[start of Extracted data]

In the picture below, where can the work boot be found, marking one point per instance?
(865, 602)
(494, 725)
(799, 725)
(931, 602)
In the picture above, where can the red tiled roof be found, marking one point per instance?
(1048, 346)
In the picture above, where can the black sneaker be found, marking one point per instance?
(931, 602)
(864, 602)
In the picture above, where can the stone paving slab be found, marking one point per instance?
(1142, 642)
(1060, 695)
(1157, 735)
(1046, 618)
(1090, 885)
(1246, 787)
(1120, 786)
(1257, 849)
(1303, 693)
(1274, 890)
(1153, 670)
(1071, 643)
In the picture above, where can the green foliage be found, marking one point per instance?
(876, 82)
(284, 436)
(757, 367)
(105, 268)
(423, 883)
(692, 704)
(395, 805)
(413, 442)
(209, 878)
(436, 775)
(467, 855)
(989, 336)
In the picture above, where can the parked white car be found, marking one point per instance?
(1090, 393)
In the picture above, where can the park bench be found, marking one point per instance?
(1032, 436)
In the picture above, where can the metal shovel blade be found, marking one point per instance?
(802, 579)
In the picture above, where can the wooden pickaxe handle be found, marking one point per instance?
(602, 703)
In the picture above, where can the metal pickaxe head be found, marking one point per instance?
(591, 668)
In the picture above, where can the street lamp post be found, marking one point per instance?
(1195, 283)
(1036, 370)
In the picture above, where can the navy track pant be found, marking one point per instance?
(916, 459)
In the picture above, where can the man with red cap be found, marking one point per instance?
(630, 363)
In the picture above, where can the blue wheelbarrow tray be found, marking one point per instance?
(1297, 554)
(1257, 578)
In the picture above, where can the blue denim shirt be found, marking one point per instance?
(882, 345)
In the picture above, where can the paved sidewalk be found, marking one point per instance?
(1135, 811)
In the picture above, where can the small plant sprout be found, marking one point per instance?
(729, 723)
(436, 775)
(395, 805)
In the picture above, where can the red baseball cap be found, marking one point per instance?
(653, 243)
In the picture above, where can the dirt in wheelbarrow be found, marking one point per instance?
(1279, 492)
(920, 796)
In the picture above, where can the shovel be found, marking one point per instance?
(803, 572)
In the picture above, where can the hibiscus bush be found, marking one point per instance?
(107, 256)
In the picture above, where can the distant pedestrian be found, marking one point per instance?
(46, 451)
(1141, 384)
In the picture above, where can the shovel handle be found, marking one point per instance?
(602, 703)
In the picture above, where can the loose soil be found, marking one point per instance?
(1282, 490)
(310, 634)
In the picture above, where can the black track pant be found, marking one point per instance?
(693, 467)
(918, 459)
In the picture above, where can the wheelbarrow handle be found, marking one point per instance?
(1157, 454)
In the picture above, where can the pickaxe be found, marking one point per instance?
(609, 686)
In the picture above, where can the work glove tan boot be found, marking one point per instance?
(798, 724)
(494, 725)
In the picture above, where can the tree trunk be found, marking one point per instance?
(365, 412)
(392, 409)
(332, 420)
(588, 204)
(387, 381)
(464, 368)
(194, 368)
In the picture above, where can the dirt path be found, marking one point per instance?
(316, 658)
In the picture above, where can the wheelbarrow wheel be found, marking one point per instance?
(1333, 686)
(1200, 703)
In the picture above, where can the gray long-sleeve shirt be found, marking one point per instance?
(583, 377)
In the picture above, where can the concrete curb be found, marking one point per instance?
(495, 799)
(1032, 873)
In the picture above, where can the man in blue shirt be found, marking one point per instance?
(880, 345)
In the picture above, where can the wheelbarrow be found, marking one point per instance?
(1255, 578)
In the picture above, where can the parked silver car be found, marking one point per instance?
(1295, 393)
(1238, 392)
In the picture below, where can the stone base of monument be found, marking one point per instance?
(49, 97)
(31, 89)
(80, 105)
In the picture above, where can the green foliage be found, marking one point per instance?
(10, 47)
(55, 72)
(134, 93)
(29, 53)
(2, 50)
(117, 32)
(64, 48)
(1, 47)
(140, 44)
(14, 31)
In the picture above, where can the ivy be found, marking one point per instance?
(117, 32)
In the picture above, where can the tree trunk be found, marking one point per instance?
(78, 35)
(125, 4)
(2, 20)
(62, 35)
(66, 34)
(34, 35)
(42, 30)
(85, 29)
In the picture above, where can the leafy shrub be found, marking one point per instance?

[end of Extracted data]
[start of Extracted data]

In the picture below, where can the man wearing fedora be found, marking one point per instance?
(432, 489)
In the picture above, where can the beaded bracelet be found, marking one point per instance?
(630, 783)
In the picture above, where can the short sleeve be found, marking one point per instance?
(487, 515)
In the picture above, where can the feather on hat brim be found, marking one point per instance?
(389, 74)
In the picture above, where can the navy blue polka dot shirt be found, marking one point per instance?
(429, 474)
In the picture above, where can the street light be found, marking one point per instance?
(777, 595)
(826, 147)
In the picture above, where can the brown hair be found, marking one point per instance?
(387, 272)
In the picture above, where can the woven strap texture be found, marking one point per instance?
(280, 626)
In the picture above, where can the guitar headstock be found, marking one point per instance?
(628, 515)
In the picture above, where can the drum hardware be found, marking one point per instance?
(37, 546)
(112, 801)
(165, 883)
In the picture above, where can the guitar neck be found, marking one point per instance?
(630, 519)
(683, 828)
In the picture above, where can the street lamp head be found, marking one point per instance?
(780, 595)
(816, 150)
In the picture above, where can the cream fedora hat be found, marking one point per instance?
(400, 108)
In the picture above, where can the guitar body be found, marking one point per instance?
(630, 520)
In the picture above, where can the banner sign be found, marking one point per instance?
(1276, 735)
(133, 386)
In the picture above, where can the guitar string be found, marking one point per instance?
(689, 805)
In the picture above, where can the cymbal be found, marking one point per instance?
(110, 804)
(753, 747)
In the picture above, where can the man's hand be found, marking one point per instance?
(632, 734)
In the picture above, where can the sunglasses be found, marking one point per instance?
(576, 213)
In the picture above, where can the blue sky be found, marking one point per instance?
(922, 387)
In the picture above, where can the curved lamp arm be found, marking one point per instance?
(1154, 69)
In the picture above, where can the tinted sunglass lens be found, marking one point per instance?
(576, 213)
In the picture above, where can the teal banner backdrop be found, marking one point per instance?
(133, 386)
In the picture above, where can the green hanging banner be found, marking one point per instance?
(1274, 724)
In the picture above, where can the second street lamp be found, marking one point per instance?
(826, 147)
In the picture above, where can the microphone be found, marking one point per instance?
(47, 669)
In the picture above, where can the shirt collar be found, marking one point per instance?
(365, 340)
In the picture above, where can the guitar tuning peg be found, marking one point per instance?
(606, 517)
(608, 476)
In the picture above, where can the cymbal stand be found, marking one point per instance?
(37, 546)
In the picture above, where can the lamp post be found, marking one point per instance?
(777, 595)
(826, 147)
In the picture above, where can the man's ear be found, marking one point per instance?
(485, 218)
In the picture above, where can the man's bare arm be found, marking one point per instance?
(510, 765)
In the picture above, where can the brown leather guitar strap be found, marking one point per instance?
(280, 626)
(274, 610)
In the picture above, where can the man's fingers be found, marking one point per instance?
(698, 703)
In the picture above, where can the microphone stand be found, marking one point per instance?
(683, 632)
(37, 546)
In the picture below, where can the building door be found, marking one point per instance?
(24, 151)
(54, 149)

[end of Extracted data]

= Objective =
Collect every row above that contains the word "metal", matching case exactly, and copy each one in full.

= Solution for this task =
In the picture above, where can the metal shovel blade be found, marking one point per instance?
In the picture above, where can the metal pickaxe head be found, marking one point per instance?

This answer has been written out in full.